Excerpts of bounding box data:
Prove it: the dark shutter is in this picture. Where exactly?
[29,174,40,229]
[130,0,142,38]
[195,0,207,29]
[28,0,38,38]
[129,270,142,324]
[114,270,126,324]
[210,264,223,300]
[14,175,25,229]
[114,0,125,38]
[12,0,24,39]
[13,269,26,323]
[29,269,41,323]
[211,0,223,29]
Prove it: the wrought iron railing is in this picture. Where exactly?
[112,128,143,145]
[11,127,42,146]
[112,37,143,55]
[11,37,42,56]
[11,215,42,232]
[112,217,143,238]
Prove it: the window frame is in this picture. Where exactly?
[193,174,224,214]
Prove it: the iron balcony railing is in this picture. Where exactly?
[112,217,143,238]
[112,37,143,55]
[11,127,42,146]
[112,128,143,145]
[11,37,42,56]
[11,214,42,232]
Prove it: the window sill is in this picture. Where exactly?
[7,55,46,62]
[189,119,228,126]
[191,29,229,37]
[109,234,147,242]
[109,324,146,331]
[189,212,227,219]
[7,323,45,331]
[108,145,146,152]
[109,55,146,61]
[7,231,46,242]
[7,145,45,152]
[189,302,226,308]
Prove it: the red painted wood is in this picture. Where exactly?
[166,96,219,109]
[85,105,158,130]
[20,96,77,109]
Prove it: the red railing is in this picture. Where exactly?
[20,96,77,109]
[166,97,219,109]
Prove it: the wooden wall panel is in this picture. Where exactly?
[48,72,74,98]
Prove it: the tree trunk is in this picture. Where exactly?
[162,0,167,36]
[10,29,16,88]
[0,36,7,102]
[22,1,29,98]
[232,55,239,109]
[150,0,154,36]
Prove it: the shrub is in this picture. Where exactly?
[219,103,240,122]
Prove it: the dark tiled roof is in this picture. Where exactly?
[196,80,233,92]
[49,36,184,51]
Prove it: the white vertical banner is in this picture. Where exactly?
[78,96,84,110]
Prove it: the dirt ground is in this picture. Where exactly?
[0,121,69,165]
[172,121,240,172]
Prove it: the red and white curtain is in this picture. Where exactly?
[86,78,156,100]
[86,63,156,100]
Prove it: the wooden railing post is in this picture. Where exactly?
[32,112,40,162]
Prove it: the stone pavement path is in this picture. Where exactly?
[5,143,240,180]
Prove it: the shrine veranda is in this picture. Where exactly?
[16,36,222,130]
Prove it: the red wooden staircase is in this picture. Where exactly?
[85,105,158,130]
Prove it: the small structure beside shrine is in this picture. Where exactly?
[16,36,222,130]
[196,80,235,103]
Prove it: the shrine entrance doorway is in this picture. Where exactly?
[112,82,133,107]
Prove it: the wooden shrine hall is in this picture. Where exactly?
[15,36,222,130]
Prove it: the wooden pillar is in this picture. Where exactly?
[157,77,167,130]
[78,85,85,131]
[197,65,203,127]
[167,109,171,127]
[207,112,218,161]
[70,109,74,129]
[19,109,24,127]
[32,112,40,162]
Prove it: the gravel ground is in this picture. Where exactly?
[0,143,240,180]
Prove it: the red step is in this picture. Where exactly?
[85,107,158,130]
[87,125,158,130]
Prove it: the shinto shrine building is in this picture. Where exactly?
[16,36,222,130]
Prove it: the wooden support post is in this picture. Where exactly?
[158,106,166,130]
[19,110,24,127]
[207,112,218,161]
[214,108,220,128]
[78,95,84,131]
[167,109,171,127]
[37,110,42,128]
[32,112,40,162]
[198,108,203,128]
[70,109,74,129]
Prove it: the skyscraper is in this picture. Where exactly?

# TASK DETAILS
Substitute "black shutter" for "dark shutter" in the lines from the start of the records through the line containing "[193,174,224,214]", leaving everything else in them unchanged.

# EXPECTED ANSWER
Prove it: the black shutter is in this picture. Where exactly?
[29,174,40,229]
[130,0,142,38]
[195,0,207,29]
[28,0,38,38]
[129,270,142,324]
[114,270,126,324]
[210,264,223,300]
[14,175,25,229]
[114,0,125,38]
[12,0,24,39]
[13,269,26,323]
[29,269,41,323]
[211,0,223,29]
Prove it: the wrought iron railing is in this picture. Where exactly?
[112,128,143,145]
[11,127,42,146]
[112,37,143,55]
[11,37,42,56]
[11,215,42,232]
[112,217,143,238]
Prove it: the window frame is in this picture. Where exactly?
[193,174,224,214]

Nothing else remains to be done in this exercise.